Given instruction
Copy out the records starting at the line with "Please tag the dark" and stopping after the line with "Target: dark boat hull", putting "ship" wherever "boat" appears and leaving all else as it is.

--

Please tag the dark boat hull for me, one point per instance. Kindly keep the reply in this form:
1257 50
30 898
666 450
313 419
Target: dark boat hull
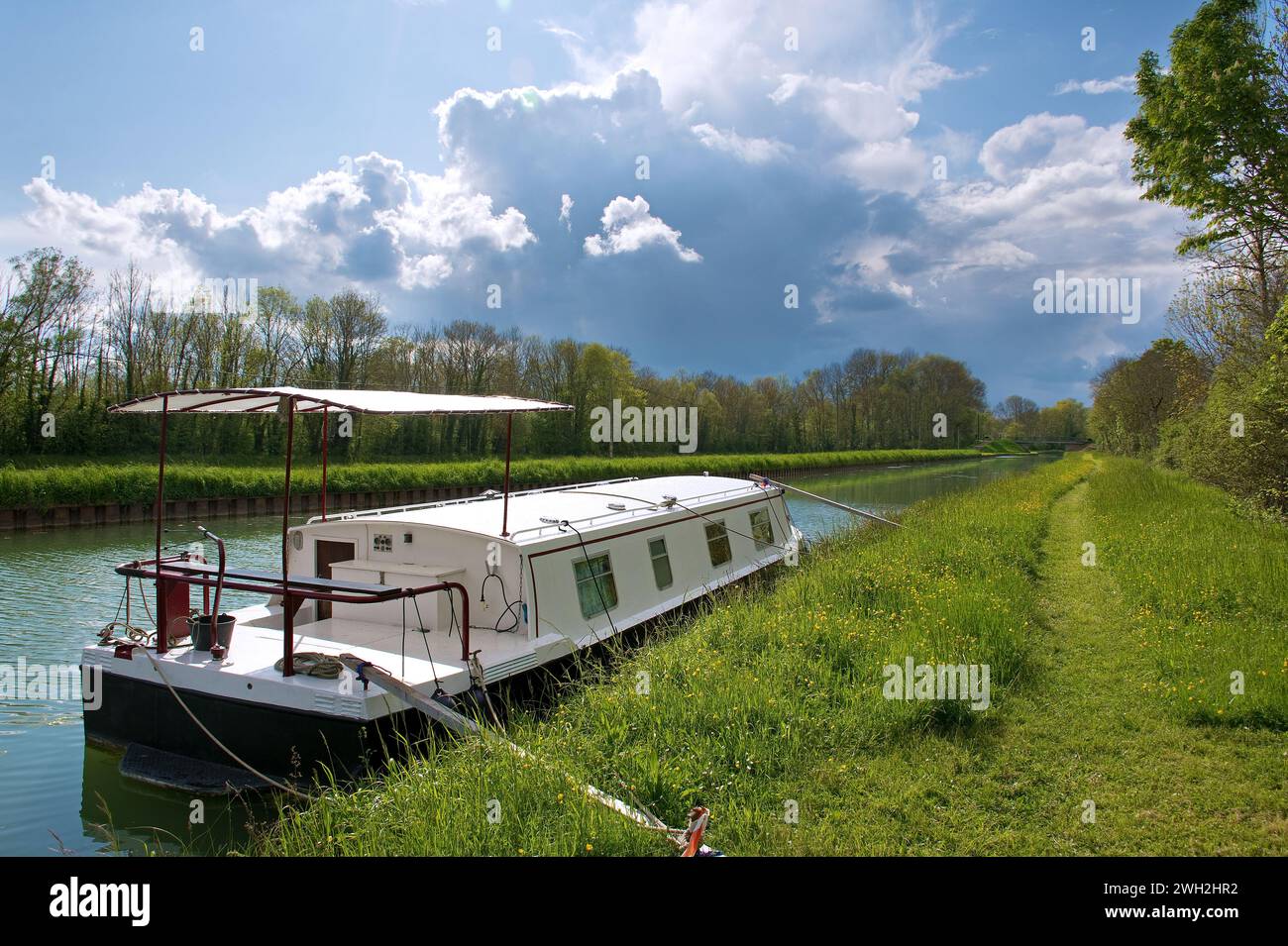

--

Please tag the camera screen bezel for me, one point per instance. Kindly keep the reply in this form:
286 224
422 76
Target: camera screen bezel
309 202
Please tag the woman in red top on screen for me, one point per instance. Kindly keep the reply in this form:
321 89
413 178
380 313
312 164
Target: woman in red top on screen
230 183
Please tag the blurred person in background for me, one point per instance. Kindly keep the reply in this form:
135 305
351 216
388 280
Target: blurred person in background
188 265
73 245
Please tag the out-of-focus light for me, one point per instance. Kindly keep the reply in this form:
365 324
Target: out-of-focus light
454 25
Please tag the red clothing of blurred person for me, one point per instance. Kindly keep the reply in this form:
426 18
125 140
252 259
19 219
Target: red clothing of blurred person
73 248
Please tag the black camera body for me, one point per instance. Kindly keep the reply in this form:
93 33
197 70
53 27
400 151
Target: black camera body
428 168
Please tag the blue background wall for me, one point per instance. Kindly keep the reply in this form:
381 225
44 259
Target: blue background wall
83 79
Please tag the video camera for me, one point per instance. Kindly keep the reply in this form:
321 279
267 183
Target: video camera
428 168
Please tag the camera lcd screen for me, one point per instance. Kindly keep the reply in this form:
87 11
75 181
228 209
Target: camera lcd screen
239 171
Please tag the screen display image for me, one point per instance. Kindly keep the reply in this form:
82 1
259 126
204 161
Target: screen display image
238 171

--

Exercise output
Please tag the dark ship hull for me, one point per instance. Kindly keep the reply in this form:
1257 50
30 898
666 450
313 419
Target: dark ship hull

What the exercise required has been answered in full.